Source material:
◆ ◆ ◆ ◆ ◆ ◆ ◆

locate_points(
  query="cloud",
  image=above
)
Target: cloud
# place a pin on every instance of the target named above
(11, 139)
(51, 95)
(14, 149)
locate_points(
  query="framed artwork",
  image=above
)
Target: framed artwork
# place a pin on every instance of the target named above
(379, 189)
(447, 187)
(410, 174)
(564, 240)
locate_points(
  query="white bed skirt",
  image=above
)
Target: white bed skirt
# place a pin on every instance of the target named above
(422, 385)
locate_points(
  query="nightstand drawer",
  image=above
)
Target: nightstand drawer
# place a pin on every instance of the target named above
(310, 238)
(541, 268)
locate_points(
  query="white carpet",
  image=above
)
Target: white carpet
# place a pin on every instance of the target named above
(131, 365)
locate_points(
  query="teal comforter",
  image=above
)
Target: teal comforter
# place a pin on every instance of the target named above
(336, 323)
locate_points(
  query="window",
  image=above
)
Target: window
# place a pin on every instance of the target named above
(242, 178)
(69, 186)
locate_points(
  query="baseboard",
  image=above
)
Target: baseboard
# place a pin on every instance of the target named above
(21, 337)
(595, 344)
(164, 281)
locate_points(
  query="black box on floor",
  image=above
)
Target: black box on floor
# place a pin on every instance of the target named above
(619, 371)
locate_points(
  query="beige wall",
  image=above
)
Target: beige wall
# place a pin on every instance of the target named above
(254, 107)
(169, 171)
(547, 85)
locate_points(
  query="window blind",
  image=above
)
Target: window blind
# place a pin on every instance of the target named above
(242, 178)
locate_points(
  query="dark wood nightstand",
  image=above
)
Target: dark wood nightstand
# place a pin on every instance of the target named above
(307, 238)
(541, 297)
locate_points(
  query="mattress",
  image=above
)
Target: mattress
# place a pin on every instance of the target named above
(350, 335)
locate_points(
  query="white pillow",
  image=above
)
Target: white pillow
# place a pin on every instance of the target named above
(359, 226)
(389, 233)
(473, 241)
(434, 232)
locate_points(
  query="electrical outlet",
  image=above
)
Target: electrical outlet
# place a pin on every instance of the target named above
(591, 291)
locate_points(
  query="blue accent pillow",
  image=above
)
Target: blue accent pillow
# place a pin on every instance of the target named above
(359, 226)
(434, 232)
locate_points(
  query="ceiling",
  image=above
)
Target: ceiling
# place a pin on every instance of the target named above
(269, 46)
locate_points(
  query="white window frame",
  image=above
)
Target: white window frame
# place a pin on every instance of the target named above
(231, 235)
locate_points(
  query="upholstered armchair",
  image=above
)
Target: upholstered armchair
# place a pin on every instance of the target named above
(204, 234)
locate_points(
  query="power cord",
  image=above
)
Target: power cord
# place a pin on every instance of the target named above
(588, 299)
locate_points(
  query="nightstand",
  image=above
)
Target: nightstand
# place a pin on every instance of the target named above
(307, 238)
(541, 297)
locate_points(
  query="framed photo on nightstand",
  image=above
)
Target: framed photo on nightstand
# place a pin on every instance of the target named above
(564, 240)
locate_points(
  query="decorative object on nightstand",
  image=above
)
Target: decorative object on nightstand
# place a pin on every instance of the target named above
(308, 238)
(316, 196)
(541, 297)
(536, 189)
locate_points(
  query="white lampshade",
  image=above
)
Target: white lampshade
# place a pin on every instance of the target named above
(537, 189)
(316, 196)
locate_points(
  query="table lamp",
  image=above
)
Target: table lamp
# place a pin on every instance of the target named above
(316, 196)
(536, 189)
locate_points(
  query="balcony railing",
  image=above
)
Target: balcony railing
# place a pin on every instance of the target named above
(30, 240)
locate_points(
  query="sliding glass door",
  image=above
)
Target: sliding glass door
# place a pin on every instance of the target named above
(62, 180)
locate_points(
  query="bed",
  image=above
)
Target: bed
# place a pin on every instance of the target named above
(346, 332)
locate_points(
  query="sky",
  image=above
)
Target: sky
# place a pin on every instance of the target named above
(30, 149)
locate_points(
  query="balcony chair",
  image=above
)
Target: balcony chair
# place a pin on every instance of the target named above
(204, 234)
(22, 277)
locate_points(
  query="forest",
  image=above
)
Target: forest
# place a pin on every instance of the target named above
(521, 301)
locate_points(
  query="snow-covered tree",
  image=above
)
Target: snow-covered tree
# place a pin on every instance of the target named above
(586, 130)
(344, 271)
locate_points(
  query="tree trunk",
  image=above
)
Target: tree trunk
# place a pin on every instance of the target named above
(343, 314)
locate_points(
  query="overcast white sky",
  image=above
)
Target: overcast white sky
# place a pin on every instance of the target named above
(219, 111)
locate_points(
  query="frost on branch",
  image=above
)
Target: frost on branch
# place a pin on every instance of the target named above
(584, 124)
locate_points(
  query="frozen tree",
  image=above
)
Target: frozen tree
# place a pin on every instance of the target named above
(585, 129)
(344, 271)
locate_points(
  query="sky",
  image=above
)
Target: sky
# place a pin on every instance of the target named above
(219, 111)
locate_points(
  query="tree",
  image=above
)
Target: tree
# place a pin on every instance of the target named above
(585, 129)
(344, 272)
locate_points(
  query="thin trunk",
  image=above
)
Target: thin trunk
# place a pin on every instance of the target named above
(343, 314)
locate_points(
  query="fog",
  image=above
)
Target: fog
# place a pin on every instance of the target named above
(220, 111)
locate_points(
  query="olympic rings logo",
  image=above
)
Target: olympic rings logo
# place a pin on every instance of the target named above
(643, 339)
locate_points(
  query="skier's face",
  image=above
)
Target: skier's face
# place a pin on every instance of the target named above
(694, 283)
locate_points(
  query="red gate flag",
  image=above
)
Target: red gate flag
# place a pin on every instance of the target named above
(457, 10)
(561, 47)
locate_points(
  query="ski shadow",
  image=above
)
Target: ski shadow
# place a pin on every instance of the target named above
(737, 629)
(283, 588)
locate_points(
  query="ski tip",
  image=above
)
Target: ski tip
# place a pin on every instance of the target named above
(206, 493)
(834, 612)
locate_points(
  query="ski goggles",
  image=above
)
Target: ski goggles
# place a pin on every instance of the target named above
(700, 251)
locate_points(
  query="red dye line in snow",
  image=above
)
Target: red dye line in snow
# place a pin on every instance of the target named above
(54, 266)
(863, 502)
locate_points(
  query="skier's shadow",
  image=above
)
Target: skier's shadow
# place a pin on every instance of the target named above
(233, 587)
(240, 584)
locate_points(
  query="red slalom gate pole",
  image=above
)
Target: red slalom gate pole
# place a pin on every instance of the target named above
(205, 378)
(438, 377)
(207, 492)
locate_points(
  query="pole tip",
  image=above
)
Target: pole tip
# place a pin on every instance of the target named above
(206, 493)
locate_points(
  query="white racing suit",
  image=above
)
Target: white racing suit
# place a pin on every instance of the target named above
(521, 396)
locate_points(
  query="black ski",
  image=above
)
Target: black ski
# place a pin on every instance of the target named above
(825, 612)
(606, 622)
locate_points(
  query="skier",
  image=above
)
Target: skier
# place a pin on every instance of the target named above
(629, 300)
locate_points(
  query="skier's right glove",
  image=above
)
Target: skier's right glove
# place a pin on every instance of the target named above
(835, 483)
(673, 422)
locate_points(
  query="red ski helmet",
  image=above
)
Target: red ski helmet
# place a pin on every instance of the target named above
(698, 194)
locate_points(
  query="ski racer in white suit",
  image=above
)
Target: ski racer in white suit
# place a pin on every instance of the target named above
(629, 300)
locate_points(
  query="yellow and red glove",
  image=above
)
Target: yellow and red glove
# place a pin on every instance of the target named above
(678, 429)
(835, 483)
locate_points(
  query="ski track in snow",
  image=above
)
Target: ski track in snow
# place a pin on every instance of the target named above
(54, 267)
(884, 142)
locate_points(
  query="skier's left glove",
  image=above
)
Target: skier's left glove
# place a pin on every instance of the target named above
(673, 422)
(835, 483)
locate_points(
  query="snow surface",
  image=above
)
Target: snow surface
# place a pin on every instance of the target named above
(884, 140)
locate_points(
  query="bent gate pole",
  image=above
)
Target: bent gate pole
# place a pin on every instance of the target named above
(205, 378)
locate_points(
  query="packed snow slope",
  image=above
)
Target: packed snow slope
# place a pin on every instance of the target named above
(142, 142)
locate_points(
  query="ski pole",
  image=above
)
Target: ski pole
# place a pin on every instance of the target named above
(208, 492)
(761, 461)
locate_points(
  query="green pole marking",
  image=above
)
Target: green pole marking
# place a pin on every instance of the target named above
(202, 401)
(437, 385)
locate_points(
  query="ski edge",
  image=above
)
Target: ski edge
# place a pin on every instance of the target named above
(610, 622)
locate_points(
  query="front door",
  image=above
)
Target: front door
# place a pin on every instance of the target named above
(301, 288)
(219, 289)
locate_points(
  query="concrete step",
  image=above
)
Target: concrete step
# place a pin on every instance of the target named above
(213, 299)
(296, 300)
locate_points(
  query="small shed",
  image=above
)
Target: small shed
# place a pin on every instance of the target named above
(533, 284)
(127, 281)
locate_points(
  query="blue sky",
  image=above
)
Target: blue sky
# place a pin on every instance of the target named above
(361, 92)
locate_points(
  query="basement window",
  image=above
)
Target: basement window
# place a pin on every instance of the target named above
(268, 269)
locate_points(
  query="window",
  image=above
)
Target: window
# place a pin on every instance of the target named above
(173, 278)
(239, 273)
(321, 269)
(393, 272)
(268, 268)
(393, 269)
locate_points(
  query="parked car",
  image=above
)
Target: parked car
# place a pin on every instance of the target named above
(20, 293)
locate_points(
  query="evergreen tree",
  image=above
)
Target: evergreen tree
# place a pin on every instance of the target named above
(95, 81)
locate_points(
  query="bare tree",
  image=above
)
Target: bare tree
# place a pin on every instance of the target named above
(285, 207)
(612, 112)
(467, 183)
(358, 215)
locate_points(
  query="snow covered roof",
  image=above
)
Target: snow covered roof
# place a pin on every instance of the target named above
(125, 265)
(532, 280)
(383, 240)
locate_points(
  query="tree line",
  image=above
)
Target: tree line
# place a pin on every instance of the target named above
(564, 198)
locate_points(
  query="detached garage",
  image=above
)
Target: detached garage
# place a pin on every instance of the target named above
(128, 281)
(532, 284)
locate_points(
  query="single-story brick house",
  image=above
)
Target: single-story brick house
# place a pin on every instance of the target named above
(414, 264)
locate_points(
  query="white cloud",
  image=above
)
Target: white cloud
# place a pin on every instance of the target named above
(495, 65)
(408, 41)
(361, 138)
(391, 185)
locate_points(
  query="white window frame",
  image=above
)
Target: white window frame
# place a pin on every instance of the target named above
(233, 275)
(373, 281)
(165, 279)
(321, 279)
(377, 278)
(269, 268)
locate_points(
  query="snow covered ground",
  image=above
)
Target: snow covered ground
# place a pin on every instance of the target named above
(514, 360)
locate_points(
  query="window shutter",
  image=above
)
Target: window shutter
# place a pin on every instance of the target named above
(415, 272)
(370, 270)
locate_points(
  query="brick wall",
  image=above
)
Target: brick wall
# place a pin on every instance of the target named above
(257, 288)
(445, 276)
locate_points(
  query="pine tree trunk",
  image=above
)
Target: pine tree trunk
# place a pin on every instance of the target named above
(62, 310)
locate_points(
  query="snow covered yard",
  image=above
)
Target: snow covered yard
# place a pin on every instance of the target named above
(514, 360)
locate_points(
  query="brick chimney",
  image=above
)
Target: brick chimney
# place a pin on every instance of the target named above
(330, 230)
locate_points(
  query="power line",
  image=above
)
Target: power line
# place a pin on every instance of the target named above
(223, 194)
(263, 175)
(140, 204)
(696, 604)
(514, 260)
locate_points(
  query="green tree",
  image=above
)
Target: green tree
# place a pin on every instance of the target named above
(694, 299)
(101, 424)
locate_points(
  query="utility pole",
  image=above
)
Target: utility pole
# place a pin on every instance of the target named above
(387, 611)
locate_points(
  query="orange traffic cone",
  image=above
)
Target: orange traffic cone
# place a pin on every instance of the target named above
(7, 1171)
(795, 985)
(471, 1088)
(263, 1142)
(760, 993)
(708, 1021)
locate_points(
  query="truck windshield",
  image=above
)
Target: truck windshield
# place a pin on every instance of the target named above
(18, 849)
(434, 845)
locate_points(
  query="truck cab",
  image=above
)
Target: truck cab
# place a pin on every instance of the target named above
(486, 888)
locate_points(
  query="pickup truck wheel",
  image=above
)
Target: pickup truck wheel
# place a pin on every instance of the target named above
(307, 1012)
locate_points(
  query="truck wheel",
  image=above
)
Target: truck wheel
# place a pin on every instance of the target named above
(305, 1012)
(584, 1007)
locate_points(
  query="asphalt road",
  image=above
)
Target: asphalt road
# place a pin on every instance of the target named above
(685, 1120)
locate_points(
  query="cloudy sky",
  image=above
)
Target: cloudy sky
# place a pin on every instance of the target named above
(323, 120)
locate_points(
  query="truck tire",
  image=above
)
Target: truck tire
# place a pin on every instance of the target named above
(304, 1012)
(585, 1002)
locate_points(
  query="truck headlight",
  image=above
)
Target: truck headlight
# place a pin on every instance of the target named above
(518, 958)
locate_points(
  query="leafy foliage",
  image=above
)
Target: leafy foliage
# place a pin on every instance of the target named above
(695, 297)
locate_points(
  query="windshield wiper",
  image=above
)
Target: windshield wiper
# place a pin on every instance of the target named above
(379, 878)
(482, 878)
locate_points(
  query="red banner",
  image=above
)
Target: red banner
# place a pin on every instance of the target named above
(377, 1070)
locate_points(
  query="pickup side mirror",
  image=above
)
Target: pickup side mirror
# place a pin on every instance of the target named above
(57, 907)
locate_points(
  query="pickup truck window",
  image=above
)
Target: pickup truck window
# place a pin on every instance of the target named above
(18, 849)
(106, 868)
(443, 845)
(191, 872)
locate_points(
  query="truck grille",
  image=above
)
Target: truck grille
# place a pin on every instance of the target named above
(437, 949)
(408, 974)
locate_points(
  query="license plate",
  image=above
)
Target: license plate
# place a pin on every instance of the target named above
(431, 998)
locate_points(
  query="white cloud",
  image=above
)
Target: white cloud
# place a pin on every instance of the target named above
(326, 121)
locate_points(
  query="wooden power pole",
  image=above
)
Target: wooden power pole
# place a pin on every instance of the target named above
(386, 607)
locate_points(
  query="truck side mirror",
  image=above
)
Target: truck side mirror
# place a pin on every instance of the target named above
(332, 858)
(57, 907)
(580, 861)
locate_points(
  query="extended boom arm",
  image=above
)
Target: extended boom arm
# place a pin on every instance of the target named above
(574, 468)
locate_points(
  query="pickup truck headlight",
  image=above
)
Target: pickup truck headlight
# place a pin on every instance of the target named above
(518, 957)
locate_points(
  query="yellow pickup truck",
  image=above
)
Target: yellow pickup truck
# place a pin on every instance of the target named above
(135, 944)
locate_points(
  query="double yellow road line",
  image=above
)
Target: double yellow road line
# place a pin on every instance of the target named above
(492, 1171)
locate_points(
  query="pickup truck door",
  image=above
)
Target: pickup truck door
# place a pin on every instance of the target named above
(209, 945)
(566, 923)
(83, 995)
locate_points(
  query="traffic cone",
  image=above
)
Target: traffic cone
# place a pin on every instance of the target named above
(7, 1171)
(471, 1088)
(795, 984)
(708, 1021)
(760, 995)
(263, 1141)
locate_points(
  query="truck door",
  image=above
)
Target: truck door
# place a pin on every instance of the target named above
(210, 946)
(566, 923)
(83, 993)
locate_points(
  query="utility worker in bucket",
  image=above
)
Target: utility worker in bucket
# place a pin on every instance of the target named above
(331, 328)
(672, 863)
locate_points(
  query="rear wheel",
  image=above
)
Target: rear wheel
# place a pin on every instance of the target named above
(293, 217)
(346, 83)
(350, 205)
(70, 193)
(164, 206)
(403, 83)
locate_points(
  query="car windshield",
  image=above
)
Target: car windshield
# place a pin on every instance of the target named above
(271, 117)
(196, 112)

◆ ◆ ◆ ◆ ◆ ◆ ◆

How many lines of the entries contain the word "racer"? Give only the number.

2